## Record set
● ● ● ●

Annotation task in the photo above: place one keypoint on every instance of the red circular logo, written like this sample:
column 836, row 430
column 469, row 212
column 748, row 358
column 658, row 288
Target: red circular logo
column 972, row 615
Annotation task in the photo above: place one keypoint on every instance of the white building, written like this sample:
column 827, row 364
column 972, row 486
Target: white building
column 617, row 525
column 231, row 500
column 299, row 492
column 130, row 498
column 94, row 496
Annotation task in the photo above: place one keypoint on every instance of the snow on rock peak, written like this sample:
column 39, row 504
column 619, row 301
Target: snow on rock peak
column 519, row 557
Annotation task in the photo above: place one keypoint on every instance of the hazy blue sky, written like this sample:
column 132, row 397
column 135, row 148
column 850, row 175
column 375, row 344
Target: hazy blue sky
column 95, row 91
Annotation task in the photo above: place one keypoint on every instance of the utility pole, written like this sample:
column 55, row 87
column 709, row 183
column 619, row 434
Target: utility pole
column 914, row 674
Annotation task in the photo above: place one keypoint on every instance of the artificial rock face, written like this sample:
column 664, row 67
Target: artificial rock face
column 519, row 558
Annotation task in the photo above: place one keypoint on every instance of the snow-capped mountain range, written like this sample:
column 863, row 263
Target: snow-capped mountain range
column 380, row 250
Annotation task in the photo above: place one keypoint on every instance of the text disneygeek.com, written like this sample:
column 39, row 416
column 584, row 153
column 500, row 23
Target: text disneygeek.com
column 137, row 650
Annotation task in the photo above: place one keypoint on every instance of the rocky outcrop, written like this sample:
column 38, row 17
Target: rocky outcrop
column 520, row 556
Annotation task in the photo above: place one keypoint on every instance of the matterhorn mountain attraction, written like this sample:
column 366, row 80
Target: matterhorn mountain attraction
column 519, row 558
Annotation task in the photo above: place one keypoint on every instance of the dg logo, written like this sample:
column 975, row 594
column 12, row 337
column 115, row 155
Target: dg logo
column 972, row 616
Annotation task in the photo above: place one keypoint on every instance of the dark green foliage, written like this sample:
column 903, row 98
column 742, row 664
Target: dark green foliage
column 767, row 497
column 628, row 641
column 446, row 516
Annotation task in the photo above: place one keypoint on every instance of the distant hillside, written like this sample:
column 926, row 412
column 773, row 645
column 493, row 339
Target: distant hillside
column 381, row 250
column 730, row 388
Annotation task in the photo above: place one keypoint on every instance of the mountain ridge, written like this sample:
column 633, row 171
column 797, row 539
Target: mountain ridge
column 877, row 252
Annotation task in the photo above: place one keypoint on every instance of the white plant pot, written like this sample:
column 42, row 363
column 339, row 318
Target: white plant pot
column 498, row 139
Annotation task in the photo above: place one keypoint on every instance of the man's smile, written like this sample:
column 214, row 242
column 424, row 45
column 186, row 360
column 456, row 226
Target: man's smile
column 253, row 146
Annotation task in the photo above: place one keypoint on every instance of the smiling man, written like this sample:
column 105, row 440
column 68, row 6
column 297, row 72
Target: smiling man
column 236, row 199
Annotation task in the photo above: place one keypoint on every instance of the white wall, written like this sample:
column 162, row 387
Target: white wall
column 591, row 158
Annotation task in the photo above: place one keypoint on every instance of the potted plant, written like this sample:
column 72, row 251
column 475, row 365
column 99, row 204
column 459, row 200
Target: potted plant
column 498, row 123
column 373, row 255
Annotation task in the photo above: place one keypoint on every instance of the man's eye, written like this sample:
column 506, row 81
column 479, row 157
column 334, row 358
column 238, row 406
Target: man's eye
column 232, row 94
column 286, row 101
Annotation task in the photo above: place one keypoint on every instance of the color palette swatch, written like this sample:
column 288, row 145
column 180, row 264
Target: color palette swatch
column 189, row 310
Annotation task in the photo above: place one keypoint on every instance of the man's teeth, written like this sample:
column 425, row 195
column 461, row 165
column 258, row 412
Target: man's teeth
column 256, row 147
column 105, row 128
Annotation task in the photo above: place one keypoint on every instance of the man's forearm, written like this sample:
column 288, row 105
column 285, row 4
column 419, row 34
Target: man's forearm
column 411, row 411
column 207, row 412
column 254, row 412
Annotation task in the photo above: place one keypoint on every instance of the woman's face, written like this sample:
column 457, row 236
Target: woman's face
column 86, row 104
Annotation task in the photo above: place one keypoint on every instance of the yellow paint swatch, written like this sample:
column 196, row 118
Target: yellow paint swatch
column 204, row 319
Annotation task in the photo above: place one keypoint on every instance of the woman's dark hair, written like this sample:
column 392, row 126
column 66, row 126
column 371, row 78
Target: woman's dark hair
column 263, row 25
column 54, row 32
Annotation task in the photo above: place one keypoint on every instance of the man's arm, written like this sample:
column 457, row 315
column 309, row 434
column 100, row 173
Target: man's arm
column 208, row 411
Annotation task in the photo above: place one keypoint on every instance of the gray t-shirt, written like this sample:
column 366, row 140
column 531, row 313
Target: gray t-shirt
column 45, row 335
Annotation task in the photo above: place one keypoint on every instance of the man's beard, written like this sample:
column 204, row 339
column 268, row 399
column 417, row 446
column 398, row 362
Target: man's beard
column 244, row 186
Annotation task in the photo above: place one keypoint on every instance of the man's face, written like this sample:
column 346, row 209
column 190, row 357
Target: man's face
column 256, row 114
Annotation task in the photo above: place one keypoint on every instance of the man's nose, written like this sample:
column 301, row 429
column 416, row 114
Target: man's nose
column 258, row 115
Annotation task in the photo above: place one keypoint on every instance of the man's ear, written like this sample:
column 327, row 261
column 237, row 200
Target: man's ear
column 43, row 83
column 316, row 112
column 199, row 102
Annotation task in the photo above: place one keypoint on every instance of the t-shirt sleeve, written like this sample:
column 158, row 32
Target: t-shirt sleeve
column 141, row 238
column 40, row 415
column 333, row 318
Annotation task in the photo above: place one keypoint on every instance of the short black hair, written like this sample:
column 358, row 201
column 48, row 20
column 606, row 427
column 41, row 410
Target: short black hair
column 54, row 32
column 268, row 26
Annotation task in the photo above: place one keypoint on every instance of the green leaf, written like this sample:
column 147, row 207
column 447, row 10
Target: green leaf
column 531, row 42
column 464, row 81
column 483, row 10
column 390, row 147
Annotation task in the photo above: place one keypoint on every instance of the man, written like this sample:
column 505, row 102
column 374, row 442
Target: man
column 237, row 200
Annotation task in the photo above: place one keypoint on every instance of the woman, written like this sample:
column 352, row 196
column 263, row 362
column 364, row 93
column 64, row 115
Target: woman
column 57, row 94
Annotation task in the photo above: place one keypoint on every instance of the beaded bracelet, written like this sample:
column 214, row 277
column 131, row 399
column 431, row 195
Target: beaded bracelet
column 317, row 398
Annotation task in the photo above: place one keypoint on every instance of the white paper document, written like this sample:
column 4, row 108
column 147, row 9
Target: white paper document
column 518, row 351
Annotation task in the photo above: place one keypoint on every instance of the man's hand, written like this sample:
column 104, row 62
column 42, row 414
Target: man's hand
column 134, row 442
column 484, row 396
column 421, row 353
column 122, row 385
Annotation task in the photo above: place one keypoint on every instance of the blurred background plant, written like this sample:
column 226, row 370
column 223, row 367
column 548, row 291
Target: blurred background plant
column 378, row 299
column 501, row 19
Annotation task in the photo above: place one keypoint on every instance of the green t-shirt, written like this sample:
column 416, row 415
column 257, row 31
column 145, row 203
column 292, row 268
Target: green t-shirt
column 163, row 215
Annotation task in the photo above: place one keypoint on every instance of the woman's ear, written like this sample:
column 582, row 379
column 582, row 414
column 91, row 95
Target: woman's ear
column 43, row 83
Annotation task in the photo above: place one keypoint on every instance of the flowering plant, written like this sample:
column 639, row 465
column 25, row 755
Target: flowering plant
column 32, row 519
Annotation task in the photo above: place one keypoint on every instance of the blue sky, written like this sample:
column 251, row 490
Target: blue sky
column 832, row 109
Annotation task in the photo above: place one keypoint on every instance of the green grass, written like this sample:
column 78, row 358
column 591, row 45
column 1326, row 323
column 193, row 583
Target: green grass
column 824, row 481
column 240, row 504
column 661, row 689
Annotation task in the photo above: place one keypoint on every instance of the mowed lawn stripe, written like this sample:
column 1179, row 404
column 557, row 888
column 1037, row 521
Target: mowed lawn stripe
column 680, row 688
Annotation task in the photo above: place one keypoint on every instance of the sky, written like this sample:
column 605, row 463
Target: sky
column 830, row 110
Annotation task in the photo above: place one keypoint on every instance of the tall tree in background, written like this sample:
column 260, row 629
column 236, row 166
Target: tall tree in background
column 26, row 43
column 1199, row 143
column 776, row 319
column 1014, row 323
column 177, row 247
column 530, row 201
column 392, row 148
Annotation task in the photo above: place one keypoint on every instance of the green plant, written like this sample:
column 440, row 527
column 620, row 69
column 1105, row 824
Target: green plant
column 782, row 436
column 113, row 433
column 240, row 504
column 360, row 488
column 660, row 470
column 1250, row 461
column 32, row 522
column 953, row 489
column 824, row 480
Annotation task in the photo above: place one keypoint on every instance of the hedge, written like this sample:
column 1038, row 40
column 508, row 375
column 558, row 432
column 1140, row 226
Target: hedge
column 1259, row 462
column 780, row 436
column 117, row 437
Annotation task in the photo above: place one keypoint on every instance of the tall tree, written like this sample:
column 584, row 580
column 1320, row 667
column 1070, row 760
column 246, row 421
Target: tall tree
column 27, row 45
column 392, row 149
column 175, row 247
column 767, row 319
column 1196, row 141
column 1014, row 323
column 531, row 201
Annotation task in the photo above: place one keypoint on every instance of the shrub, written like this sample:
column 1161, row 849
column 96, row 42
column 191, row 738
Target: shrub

● ● ● ●

## Work to be completed
Transcribe the records above line by line, starting with the line that contains "white building, written" and going on through the line that contains "column 95, row 91". Include both of those lines.

## Reply
Annotation task in the photo above: place one keypoint on every instance of the white building, written like this sample:
column 827, row 364
column 972, row 486
Target: white building
column 617, row 525
column 231, row 500
column 299, row 492
column 130, row 498
column 94, row 496
Annotation task in the photo above: place one keypoint on every instance of the snow on rock peak, written like this sample:
column 39, row 504
column 619, row 301
Target: snow on rock peak
column 519, row 557
Annotation task in the photo above: place one keypoint on every instance of the hazy blue sky, written like this sample:
column 132, row 397
column 135, row 148
column 850, row 175
column 375, row 344
Target: hazy blue sky
column 95, row 91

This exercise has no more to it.